### Items drawn from a data source
--*--

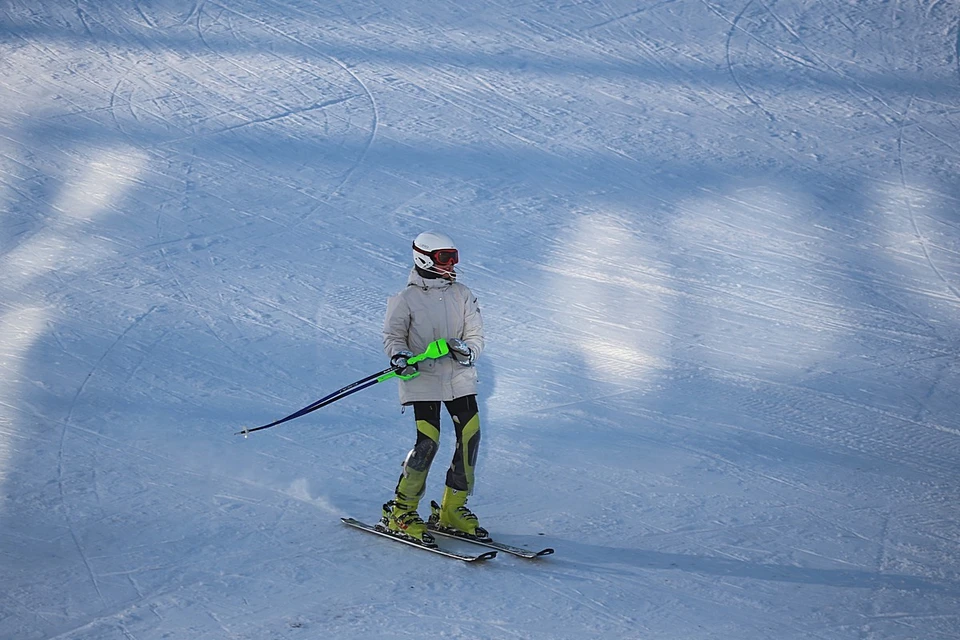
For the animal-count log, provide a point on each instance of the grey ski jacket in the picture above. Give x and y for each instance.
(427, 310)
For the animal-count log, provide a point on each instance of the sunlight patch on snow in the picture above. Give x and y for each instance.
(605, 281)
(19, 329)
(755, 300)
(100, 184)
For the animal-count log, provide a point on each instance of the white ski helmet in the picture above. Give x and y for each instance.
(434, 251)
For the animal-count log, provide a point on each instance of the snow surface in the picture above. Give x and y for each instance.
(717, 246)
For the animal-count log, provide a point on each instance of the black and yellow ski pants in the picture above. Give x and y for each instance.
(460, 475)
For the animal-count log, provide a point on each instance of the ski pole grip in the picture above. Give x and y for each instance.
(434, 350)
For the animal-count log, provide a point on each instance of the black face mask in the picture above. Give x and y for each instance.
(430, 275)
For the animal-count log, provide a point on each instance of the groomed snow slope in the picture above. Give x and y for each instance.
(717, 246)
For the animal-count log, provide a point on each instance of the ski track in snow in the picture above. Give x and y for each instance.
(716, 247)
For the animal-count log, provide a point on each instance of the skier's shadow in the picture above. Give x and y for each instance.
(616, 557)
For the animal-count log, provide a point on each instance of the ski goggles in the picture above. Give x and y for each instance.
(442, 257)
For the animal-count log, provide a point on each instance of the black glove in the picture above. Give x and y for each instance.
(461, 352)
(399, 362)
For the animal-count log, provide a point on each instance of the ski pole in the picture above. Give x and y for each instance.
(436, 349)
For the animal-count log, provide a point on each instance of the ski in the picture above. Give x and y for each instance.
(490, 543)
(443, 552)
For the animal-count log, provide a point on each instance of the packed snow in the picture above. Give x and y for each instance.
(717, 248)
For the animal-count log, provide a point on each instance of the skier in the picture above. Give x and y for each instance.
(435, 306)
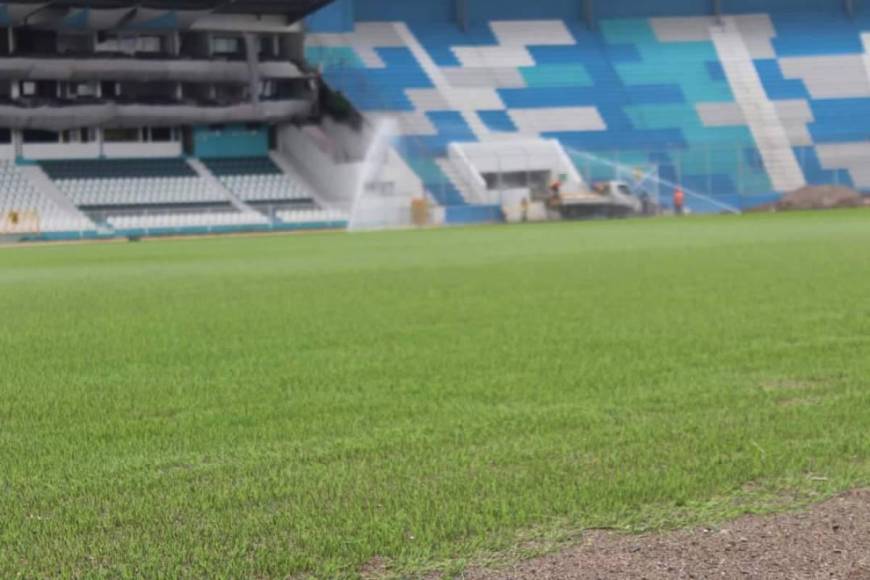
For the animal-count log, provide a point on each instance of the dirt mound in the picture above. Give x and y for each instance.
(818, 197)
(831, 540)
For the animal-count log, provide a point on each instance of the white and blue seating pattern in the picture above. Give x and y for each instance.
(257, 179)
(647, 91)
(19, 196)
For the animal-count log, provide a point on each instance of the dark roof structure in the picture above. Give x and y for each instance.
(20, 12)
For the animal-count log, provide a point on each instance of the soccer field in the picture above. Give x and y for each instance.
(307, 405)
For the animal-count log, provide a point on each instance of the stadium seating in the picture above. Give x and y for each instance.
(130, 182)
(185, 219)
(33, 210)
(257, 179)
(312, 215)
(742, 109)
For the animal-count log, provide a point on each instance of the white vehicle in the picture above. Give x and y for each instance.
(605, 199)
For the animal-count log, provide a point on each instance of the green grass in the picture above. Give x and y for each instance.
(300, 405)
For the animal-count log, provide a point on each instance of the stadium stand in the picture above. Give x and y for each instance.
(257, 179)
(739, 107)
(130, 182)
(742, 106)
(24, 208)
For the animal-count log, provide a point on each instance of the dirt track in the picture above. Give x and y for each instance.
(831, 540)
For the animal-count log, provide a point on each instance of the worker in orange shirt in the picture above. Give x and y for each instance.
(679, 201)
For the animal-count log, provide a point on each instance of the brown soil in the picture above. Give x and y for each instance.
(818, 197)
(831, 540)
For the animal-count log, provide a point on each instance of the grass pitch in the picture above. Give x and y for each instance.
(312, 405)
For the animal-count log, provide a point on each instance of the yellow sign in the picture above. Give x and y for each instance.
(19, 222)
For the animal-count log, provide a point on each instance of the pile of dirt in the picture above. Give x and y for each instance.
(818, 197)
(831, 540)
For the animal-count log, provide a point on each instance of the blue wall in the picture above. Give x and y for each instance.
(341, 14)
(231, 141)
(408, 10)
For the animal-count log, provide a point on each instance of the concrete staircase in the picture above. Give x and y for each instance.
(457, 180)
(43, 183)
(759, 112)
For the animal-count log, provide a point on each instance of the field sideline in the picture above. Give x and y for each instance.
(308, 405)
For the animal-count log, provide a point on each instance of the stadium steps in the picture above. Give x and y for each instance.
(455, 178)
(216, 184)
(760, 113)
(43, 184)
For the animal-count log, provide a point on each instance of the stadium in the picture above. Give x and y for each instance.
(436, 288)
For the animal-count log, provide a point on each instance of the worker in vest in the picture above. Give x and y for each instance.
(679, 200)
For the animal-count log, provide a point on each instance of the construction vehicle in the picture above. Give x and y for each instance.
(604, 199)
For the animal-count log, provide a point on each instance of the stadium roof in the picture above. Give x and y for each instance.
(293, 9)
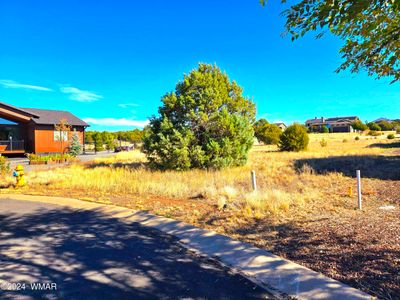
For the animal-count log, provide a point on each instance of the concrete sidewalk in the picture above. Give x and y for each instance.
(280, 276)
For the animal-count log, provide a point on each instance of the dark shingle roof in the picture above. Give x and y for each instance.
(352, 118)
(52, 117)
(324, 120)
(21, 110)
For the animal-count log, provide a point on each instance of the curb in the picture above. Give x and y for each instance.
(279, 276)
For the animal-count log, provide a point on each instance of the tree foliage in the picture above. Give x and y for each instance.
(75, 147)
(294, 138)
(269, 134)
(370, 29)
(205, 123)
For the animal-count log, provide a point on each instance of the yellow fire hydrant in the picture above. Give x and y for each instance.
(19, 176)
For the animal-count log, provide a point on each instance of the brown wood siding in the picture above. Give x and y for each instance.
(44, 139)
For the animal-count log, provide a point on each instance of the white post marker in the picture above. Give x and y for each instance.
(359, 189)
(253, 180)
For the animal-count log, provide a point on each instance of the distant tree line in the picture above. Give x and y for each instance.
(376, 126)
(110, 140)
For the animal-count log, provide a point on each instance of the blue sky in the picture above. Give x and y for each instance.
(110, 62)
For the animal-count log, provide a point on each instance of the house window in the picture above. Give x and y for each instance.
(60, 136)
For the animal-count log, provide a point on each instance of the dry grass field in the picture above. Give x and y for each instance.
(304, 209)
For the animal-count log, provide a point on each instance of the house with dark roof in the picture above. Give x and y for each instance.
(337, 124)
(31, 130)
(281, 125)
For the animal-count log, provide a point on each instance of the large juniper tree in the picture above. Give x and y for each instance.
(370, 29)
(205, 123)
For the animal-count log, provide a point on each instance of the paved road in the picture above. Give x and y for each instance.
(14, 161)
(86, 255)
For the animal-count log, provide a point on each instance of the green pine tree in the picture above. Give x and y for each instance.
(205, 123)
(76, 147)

--*--

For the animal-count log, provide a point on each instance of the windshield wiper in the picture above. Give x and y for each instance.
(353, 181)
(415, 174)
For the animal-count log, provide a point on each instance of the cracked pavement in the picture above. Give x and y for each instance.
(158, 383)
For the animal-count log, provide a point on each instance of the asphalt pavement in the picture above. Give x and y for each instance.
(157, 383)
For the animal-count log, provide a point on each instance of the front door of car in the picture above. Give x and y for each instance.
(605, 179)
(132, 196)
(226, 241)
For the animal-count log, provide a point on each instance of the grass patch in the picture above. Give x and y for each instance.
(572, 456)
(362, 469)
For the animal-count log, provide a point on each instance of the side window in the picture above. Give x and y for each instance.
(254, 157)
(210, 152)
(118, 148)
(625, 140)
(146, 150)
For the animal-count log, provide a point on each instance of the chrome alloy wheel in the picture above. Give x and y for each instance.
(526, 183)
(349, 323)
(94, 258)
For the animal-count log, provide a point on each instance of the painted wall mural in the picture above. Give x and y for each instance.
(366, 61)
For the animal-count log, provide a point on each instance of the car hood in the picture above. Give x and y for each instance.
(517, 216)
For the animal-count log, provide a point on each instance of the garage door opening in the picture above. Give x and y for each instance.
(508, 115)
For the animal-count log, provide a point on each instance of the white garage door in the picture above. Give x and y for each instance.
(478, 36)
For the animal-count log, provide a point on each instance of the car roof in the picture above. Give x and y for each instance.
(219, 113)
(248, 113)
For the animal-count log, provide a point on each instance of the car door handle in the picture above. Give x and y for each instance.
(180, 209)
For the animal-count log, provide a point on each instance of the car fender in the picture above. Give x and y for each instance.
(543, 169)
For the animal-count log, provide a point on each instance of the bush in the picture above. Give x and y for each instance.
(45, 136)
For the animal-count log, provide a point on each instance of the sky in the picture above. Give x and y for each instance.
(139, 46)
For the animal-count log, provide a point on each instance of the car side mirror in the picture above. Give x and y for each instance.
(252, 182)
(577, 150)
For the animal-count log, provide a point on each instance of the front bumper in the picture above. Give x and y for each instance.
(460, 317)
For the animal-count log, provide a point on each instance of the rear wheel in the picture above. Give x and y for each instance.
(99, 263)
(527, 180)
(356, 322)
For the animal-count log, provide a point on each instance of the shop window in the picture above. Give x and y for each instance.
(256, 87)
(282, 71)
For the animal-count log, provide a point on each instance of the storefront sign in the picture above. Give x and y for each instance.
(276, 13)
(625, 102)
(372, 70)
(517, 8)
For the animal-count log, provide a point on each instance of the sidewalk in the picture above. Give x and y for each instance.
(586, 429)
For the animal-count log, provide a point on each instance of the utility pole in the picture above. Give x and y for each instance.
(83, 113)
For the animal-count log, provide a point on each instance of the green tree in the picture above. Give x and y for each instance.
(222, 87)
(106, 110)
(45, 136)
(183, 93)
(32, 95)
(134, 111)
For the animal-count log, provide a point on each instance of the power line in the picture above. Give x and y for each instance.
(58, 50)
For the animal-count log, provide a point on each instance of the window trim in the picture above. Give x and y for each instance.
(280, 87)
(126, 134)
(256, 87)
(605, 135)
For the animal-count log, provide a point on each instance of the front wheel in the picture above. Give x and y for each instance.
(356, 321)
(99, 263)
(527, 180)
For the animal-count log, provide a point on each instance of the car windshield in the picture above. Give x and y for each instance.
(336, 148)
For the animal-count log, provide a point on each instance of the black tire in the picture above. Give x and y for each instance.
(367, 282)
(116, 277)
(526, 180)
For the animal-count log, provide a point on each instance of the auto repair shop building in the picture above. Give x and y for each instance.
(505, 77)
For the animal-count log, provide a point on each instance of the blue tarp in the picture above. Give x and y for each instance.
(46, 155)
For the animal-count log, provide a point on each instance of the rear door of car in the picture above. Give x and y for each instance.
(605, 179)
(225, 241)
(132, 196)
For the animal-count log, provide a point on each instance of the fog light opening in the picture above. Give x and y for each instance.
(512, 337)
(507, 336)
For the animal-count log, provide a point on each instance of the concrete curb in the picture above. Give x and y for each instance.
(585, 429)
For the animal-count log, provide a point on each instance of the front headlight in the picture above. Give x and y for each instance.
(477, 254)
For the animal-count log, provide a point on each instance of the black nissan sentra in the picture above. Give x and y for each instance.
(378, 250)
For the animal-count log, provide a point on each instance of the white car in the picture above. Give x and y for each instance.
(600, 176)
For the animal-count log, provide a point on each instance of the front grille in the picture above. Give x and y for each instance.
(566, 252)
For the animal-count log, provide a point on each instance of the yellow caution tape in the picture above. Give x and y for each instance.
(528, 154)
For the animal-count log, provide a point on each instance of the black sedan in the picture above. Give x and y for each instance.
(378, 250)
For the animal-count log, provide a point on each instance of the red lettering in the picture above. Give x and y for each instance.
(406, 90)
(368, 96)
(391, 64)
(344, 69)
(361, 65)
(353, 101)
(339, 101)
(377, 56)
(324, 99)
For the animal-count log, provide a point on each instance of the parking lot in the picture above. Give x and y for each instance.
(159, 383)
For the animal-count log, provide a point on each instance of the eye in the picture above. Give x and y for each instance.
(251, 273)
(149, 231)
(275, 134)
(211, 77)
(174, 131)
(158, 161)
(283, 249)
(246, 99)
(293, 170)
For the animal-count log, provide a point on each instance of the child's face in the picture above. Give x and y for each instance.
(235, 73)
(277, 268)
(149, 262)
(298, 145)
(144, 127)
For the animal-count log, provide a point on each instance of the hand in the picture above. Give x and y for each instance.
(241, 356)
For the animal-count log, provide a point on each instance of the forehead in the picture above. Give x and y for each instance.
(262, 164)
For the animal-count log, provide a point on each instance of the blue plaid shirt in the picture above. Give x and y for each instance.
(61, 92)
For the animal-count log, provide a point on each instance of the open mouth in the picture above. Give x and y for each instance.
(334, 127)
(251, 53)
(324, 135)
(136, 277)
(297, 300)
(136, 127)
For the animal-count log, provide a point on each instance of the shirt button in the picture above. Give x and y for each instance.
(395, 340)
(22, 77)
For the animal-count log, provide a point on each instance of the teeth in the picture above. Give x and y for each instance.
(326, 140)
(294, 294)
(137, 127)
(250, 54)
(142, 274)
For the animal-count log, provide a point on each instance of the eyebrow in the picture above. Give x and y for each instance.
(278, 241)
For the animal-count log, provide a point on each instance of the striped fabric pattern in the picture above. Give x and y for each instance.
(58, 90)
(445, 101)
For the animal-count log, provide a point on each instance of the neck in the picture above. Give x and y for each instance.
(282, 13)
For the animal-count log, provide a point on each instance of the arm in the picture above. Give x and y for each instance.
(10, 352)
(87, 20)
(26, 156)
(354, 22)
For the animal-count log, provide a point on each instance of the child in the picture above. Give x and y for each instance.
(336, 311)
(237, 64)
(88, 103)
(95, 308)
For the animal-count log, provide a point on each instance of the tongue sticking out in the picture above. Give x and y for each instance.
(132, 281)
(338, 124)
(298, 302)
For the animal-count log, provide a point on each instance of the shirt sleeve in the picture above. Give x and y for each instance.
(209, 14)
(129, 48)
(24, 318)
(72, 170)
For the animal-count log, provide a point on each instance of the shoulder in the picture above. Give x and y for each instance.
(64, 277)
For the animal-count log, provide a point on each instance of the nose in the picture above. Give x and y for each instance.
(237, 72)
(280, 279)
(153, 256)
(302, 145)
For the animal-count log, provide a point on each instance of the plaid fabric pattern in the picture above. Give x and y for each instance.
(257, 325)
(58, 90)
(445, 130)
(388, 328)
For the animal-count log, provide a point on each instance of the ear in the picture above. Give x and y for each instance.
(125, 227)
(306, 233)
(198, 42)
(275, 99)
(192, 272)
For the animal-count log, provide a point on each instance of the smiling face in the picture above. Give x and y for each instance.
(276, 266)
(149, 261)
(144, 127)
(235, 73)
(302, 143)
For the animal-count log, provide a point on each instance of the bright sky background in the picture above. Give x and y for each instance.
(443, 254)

--*--

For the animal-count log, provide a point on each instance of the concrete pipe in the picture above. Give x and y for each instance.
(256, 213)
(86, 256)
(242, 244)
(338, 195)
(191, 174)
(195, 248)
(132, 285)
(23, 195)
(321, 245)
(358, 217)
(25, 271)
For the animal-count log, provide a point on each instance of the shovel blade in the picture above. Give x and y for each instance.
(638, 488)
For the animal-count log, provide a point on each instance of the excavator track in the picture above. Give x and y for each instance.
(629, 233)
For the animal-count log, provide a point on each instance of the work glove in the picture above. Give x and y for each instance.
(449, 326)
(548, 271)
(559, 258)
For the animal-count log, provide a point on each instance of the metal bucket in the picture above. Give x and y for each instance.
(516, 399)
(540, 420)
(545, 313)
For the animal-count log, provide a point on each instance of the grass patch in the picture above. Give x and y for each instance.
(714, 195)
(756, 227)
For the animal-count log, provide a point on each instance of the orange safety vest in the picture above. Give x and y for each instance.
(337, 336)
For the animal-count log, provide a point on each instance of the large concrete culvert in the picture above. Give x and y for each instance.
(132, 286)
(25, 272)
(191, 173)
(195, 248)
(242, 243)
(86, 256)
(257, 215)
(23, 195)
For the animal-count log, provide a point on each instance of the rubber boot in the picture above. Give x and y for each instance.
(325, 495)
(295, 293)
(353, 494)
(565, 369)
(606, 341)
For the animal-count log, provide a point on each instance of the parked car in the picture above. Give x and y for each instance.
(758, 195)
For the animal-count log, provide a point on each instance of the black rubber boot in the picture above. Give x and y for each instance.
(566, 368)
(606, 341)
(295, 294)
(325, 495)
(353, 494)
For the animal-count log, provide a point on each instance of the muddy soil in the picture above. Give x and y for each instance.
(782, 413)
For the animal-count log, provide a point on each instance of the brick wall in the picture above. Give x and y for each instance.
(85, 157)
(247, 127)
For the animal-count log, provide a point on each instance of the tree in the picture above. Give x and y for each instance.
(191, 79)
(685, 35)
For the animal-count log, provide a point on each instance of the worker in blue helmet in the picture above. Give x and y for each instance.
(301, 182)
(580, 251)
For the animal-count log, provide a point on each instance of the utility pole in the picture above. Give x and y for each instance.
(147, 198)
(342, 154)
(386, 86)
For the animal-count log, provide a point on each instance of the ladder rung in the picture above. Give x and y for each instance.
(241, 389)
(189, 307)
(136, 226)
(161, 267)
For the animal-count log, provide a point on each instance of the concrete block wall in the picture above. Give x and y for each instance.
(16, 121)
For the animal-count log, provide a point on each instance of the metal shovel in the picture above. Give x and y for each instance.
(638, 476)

--*--

Select every line of the data above that contains the string "curb", treating uppercase and lowercase as different.

### THE ANSWER
For the animal-count log, provide a point on each instance of the curb in the picture above. Give x and y for each instance.
For the animal-count log, provide a point on each instance of the concrete curb in the picture above. Give x and y for each instance.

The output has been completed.